Recorded data:
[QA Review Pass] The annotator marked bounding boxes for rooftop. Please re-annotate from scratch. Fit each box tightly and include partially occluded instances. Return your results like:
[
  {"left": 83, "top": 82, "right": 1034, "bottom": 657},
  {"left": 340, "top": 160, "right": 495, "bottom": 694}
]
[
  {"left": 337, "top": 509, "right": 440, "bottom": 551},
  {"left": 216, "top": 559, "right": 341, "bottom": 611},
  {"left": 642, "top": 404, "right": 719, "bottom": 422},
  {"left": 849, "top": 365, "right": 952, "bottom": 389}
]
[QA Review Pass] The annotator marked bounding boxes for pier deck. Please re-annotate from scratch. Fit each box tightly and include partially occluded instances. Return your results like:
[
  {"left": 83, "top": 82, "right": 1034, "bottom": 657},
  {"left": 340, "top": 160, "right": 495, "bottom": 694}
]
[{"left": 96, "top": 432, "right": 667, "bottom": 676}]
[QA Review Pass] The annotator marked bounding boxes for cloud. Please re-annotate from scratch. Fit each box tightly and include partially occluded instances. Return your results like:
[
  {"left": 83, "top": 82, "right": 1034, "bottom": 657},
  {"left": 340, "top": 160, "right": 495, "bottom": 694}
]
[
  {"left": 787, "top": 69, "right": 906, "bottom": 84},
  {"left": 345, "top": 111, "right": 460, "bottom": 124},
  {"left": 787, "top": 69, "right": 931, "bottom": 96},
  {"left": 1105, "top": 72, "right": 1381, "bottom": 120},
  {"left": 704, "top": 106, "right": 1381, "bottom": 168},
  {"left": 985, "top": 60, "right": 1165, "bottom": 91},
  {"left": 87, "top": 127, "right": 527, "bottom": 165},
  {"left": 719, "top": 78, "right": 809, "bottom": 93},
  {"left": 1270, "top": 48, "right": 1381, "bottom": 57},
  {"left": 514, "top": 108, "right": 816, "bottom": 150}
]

Task statement: Copy exactly the lines of the listing above, beginning at the line with "[QA Review Pass] The annotator marked bounding boxes for pier" and ending at its final line; write out nothing else.

Solution for this problem:
[QA Review Pass] The annotator marked bounding boxes for pier deck. Please re-annotate from scratch. Fit each box tightly and include partially occluded instances. Return your results like:
[
  {"left": 83, "top": 82, "right": 1034, "bottom": 657},
  {"left": 340, "top": 160, "right": 495, "bottom": 694}
]
[{"left": 96, "top": 432, "right": 667, "bottom": 676}]
[QA Review Pass] The annotator marked bounding boxes for cloud. Please re-annotate from scratch. Fit each box tightly and include partially occluded instances. Return your results like:
[
  {"left": 83, "top": 82, "right": 1034, "bottom": 657},
  {"left": 340, "top": 160, "right": 495, "bottom": 694}
]
[
  {"left": 787, "top": 69, "right": 906, "bottom": 84},
  {"left": 345, "top": 111, "right": 460, "bottom": 124},
  {"left": 787, "top": 69, "right": 931, "bottom": 96},
  {"left": 1105, "top": 72, "right": 1381, "bottom": 120},
  {"left": 704, "top": 106, "right": 1381, "bottom": 168},
  {"left": 985, "top": 60, "right": 1165, "bottom": 91},
  {"left": 87, "top": 127, "right": 527, "bottom": 165},
  {"left": 719, "top": 78, "right": 809, "bottom": 93},
  {"left": 1270, "top": 48, "right": 1381, "bottom": 57},
  {"left": 514, "top": 108, "right": 816, "bottom": 150}
]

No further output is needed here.